Reproduce everything in the forum thread on rollers and tumblers from "## spirit wings" down to "online.. google search.", word for word.
[Start Source excerpt]
# Rollers VS tumblers



## Lilous (Apr 28, 2012)

Hello Guys
Can anyone help me understand the difference between the performance of the rollers and the tumblers?
Thanks


----------



## spirit wings (Mar 29, 2008)

"Roller pigeons and tumbler pigeons differ in the number of flips they will preform while flying. Tumblers will turn only one or two flips at a time, while rollers will preform many at once. At times, rollers will preform so many flips that they will look like a ball of feathers rolling through the air."

taken from the pigeon nest online.. google search.


----------



## Lilous (Apr 28, 2012)

That is some good piece of information thanks man 
They are both beautiful fliers then.


----------



## Print Tippler (May 18, 2011)

Real good tumblers can do more than two tumbles at onces. I can vouch for seeing mine do three many times. My brother says he seen four.
[End Source excerpt]
[Start Extracted material]
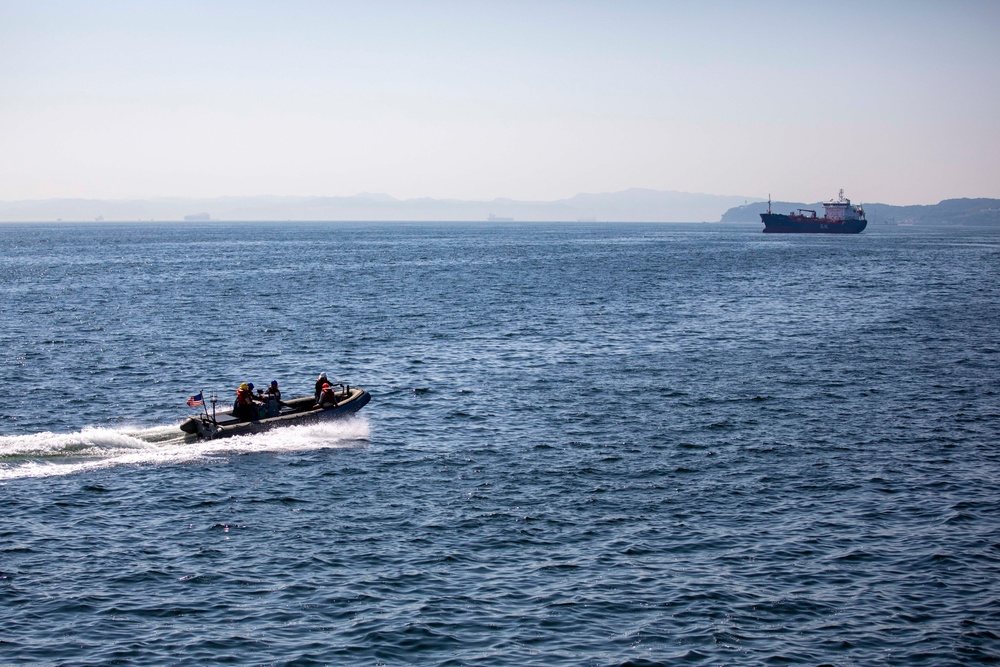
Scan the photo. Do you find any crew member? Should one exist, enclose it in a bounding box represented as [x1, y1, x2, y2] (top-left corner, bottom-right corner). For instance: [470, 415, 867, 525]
[233, 382, 257, 421]
[264, 380, 281, 417]
[264, 380, 281, 401]
[316, 373, 329, 403]
[316, 382, 337, 408]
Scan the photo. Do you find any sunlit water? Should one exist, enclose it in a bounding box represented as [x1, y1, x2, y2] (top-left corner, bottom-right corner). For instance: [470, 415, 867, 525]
[0, 224, 1000, 665]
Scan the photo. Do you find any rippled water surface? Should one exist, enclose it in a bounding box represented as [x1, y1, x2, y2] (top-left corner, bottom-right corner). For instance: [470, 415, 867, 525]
[0, 224, 1000, 665]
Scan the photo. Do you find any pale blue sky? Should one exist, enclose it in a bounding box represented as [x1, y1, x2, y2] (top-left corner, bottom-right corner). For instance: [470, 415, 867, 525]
[0, 0, 1000, 204]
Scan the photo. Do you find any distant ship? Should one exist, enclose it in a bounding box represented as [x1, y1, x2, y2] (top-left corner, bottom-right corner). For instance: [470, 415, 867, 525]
[760, 190, 868, 234]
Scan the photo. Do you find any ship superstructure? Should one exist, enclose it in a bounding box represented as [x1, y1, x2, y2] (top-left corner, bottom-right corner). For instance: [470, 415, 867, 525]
[760, 190, 868, 234]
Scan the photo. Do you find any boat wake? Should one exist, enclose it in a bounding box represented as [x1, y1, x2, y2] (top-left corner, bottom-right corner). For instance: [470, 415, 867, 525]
[0, 417, 371, 482]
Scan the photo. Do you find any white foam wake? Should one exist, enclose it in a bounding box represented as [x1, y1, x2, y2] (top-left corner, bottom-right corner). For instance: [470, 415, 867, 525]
[0, 416, 371, 481]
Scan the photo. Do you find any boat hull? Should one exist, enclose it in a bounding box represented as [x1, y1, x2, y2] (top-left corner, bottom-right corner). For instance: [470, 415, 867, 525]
[760, 213, 868, 234]
[180, 387, 371, 440]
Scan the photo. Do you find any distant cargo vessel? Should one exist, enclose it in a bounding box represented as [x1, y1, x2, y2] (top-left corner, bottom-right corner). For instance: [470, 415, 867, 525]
[760, 190, 868, 234]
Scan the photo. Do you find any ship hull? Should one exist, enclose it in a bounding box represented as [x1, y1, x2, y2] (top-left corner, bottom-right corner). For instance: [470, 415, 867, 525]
[760, 213, 868, 234]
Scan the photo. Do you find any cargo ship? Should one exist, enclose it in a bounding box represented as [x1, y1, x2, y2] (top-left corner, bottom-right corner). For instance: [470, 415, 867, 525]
[760, 190, 868, 234]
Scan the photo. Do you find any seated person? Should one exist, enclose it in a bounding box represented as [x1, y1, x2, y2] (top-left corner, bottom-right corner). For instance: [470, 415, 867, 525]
[264, 380, 281, 417]
[316, 382, 337, 408]
[316, 373, 329, 403]
[233, 382, 258, 421]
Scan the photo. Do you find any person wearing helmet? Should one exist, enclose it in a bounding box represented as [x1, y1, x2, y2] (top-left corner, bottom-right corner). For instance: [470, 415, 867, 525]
[264, 380, 281, 417]
[316, 382, 337, 408]
[233, 382, 257, 420]
[315, 373, 329, 403]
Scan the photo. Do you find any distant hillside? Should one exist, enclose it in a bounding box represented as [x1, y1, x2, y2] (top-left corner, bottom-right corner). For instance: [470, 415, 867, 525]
[0, 188, 760, 222]
[721, 199, 1000, 226]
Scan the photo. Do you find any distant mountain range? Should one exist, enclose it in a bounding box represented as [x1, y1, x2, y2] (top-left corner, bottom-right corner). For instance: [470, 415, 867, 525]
[0, 188, 1000, 225]
[0, 188, 754, 222]
[721, 199, 1000, 226]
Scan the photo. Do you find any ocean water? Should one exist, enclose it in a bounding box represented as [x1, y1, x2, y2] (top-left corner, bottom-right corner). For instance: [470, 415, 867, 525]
[0, 223, 1000, 666]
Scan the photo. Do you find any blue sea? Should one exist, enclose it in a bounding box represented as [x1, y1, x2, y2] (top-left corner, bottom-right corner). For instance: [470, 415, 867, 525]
[0, 222, 1000, 666]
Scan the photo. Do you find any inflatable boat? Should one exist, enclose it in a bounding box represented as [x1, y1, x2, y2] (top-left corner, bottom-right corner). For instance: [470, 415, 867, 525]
[181, 384, 372, 440]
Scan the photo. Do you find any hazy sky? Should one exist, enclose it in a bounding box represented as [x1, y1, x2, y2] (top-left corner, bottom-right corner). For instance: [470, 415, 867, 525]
[0, 0, 1000, 204]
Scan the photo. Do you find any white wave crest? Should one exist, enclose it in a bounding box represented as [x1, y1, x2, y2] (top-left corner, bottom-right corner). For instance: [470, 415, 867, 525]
[0, 416, 371, 481]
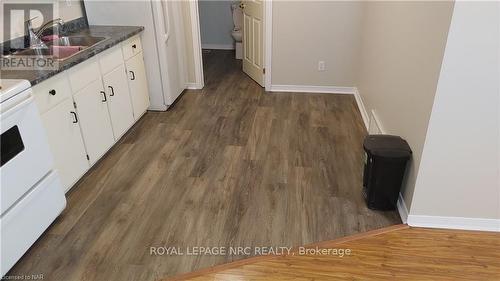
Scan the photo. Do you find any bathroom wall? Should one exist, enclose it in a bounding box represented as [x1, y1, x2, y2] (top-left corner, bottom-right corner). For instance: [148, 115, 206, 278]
[0, 0, 84, 42]
[198, 0, 234, 49]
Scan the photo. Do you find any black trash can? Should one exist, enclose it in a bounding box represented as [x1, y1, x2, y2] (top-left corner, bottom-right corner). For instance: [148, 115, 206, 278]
[363, 135, 411, 210]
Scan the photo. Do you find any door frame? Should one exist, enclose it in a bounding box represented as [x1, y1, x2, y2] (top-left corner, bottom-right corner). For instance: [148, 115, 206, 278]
[188, 0, 273, 91]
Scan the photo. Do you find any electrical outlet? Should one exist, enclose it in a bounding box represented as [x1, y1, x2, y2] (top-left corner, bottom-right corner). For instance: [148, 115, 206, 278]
[318, 60, 326, 71]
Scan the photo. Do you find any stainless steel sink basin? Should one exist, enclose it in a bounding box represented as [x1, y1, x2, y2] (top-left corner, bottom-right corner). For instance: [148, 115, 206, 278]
[45, 36, 107, 48]
[5, 36, 108, 61]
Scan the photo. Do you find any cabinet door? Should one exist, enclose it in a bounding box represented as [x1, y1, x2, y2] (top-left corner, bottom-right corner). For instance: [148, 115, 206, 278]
[126, 53, 149, 120]
[103, 64, 134, 139]
[74, 79, 114, 165]
[42, 98, 89, 191]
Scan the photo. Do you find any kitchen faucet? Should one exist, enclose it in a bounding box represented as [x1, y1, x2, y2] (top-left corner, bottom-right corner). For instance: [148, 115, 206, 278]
[26, 17, 64, 48]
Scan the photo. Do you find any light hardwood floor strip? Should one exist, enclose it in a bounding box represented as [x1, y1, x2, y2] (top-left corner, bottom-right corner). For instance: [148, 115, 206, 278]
[171, 227, 500, 281]
[164, 224, 409, 281]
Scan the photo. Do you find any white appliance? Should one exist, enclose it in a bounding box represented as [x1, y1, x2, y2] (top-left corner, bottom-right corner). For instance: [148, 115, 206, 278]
[85, 0, 187, 111]
[0, 79, 66, 276]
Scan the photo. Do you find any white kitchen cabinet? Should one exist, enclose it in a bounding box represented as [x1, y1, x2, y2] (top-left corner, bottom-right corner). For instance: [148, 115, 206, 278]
[33, 36, 149, 192]
[42, 98, 89, 191]
[73, 79, 115, 165]
[125, 52, 149, 120]
[103, 63, 134, 139]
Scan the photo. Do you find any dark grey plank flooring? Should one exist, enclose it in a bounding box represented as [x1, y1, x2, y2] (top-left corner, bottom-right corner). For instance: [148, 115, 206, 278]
[8, 51, 400, 280]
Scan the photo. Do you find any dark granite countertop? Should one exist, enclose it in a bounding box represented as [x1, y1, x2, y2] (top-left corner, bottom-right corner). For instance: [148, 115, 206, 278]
[0, 25, 144, 86]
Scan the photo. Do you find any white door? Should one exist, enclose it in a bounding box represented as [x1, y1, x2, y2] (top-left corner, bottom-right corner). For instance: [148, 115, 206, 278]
[152, 0, 186, 105]
[74, 79, 114, 165]
[240, 0, 264, 86]
[125, 53, 149, 120]
[42, 98, 89, 192]
[103, 64, 134, 139]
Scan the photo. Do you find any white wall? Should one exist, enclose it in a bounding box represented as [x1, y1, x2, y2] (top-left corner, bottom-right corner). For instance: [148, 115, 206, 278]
[408, 1, 500, 231]
[356, 1, 453, 208]
[198, 0, 234, 49]
[0, 0, 84, 42]
[271, 1, 363, 86]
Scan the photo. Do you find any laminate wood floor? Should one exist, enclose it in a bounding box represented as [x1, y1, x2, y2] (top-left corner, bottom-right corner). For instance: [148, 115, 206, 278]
[170, 225, 500, 281]
[8, 51, 400, 281]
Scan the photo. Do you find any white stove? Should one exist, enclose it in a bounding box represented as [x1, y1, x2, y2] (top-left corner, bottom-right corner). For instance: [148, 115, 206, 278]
[0, 79, 66, 276]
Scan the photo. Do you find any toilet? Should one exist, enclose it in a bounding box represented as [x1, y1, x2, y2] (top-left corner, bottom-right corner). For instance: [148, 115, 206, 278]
[231, 3, 243, 60]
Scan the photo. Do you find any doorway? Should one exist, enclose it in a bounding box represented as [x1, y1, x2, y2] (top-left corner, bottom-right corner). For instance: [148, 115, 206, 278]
[189, 0, 272, 90]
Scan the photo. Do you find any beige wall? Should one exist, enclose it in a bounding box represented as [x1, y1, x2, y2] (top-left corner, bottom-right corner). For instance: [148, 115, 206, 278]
[0, 0, 84, 42]
[408, 1, 500, 221]
[357, 2, 453, 208]
[271, 1, 362, 86]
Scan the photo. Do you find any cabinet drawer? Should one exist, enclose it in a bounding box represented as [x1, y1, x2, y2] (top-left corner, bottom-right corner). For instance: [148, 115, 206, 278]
[99, 46, 123, 75]
[33, 73, 71, 113]
[68, 57, 101, 93]
[122, 36, 142, 60]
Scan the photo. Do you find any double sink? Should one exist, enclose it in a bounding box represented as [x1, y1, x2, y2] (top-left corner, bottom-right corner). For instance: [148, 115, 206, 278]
[4, 36, 108, 61]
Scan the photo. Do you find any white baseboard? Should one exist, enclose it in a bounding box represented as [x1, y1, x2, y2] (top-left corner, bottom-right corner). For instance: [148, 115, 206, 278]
[397, 193, 408, 223]
[407, 215, 500, 232]
[148, 104, 168, 111]
[186, 83, 203, 90]
[201, 44, 234, 50]
[270, 85, 356, 95]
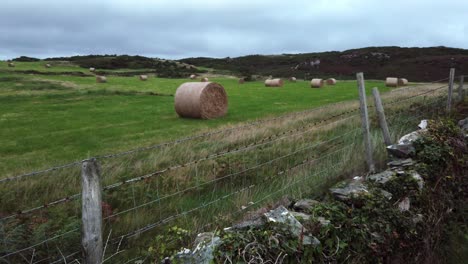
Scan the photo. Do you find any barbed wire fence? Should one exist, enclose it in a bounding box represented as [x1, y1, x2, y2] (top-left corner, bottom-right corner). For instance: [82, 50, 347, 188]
[0, 69, 464, 263]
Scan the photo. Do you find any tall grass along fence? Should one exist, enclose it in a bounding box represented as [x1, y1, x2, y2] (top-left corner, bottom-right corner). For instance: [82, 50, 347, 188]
[0, 71, 465, 263]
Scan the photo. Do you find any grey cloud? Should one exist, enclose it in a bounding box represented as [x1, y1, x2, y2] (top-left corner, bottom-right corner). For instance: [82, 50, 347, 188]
[0, 0, 468, 59]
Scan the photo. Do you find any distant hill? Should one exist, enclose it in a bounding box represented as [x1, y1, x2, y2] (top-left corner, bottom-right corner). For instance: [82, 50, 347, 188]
[13, 55, 205, 78]
[179, 47, 468, 81]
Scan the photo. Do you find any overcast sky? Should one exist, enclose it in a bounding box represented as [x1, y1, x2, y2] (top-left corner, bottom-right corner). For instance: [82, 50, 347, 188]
[0, 0, 468, 59]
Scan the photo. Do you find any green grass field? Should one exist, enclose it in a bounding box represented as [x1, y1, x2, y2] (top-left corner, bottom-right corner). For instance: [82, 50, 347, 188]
[0, 61, 452, 263]
[0, 62, 388, 177]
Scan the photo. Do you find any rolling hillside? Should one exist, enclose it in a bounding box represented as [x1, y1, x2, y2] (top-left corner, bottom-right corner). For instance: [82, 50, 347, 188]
[180, 47, 468, 81]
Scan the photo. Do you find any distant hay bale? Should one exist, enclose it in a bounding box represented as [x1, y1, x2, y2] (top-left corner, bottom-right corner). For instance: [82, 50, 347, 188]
[96, 76, 107, 83]
[398, 78, 408, 86]
[327, 78, 336, 85]
[385, 77, 398, 87]
[310, 79, 324, 88]
[175, 82, 228, 119]
[265, 79, 283, 87]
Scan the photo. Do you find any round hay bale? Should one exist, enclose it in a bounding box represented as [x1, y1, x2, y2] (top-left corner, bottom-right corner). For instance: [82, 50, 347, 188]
[385, 77, 398, 87]
[310, 79, 324, 88]
[265, 79, 283, 87]
[398, 78, 408, 86]
[96, 76, 107, 83]
[175, 82, 228, 119]
[327, 78, 336, 85]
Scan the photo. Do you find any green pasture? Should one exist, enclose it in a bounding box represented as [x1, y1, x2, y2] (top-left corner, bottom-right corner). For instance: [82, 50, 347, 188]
[0, 62, 388, 177]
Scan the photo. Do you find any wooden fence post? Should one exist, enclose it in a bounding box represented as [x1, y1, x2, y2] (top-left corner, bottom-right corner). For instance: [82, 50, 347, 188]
[458, 75, 465, 102]
[372, 87, 392, 146]
[447, 68, 455, 112]
[81, 159, 103, 264]
[356, 72, 375, 173]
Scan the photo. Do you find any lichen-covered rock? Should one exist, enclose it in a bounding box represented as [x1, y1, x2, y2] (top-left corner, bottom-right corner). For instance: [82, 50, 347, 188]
[387, 158, 415, 168]
[317, 216, 330, 226]
[265, 206, 320, 245]
[174, 232, 221, 264]
[387, 129, 427, 158]
[330, 181, 369, 201]
[293, 199, 319, 211]
[291, 212, 311, 222]
[368, 170, 395, 184]
[398, 197, 411, 212]
[387, 143, 416, 158]
[410, 171, 424, 190]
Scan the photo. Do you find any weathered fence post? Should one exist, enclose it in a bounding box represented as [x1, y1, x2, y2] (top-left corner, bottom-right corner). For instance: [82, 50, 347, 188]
[458, 75, 465, 102]
[81, 159, 103, 264]
[372, 87, 392, 146]
[356, 72, 375, 173]
[447, 68, 455, 112]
[End Extracted material]
Answer below
## spirit wings (Mar 29, 2008)

"Roller pigeons and tumbler pigeons differ in the number of flips they will preform while flying. Tumblers will turn only one or two flips at a time, while rollers will preform many at once. At times, rollers will preform so many flips that they will look like a ball of feathers rolling through the air."

taken from the pigeon nest online.. google search.